Could you lay out the rows below as a JSON list of strings, one string per line, with blank lines dropped and the pictures left out?

### RAW RECORDS

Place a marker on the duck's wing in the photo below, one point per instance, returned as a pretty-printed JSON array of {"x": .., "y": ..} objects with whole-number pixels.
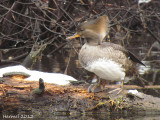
[{"x": 128, "y": 54}]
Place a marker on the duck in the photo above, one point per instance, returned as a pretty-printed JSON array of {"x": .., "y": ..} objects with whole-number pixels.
[{"x": 109, "y": 61}]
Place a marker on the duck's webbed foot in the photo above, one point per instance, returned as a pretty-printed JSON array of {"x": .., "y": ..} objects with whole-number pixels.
[{"x": 93, "y": 88}]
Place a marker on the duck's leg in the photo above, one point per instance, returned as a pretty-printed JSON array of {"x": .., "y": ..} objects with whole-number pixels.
[{"x": 97, "y": 87}]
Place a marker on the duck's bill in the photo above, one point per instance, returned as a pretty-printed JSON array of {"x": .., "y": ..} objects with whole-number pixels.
[{"x": 73, "y": 36}]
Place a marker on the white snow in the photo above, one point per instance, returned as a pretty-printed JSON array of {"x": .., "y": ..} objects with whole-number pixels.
[{"x": 56, "y": 78}]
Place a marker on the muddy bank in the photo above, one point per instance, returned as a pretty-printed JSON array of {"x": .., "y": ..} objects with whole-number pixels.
[{"x": 18, "y": 97}]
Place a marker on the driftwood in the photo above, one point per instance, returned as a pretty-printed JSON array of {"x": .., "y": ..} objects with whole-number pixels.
[{"x": 17, "y": 95}]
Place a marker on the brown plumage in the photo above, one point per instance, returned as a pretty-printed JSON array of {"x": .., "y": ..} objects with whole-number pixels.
[{"x": 107, "y": 60}]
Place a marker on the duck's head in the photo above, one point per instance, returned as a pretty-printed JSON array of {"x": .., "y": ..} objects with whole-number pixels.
[{"x": 94, "y": 30}]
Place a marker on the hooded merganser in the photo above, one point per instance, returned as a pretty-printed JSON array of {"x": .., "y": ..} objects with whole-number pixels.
[{"x": 107, "y": 60}]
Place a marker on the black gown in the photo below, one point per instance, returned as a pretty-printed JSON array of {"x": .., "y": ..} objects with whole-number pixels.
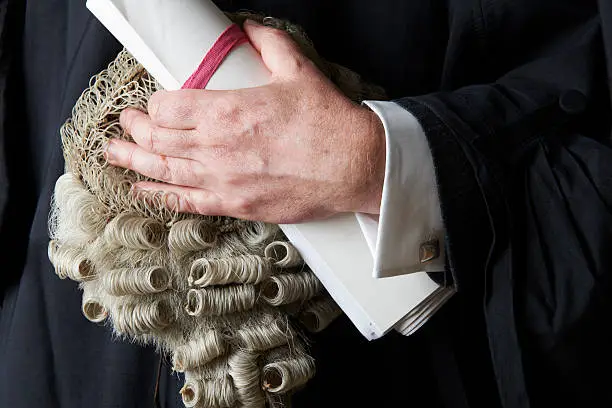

######

- **FULL RESPONSE**:
[
  "Place a marker on the duck's wing in the photo below, one point per instance, returned as a pretty-printed JSON array of {\"x\": .., \"y\": ..} objects with whole-number pixels.",
  "[{\"x\": 128, \"y\": 54}]",
  "Place a marker on the duck in the photo above, one point per instance, returned as a pretty-printed JSON array of {\"x\": .., \"y\": ..} objects with whole-number pixels.",
  "[{\"x\": 109, \"y\": 61}]",
  "Place a marker on the duck's webbed foot in the photo above, one point per instance, returned as a pretty-printed JSON array of {\"x\": .., \"y\": ..} objects with whole-number pixels.",
  "[{\"x\": 93, \"y\": 88}]",
  "Place a marker on the duck's leg in the photo above, one point per instance, returned as a pretty-printed JSON array of {\"x\": .., \"y\": ..} objects with whole-number pixels.",
  "[{\"x\": 97, \"y\": 87}]",
  "Place a marker on the duck's bill in the photo above, one point per instance, returned as a pretty-printed JSON array of {\"x\": .., \"y\": ..} objects with whole-number pixels.",
  "[{\"x\": 73, \"y\": 36}]",
  "Place a marker on the white snow in the photo above, one point per instance, returned as a pretty-printed JSON array of {\"x\": .., \"y\": ..} objects with whole-number pixels.",
  "[{\"x\": 56, \"y\": 78}]",
  "Place a marker on the muddy bank in the photo above, one point per instance, returned as a pretty-printed JSON array of {\"x\": .., \"y\": ..} objects with whole-number pixels.",
  "[{\"x\": 18, \"y\": 97}]",
  "Place a marker on the driftwood in the photo above, one point per instance, returned as a pretty-printed JSON array of {\"x\": .., \"y\": ..} objects with whole-number pixels.",
  "[{\"x\": 17, \"y\": 95}]",
  "Place a marker on the brown plumage in the photo above, one point per instance, returned as a pretty-printed JSON array of {\"x\": .., \"y\": ..} objects with whole-number pixels.",
  "[{\"x\": 107, \"y\": 60}]",
  "Place a marker on the duck's head in the photo above, one point per instance, returned as a pretty-printed JSON array of {\"x\": .., \"y\": ..} objects with whole-number pixels.",
  "[{\"x\": 94, \"y\": 30}]",
  "Place a marker on the hooded merganser in the photo above, one point per instance, returned as a pretty-printed JSON array of {\"x\": .., \"y\": ..} objects with whole-number pixels.",
  "[{\"x\": 107, \"y\": 60}]",
  "Place a marker on the black gown in the photo below, one point per instance, returned as a pretty-printed JSON array of {\"x\": .., \"y\": ..} objects with whole-number pixels."
]